# [WHAT IS REQUIRED]
Convert the rows below into a JSON array of strings, with one string per line and blank lines omitted.

* Start DATA FOR PROCESSING *

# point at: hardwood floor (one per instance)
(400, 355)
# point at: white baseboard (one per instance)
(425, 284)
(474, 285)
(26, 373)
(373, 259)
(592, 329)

* End DATA FOR PROCESSING *

# [SOLUTION FOR THIS TASK]
[
  "# point at: hardwood floor (one per instance)",
  "(400, 355)",
  "# point at: white baseboard (one per instance)",
  "(425, 284)",
  "(474, 285)",
  "(26, 373)",
  "(373, 259)",
  "(592, 329)"
]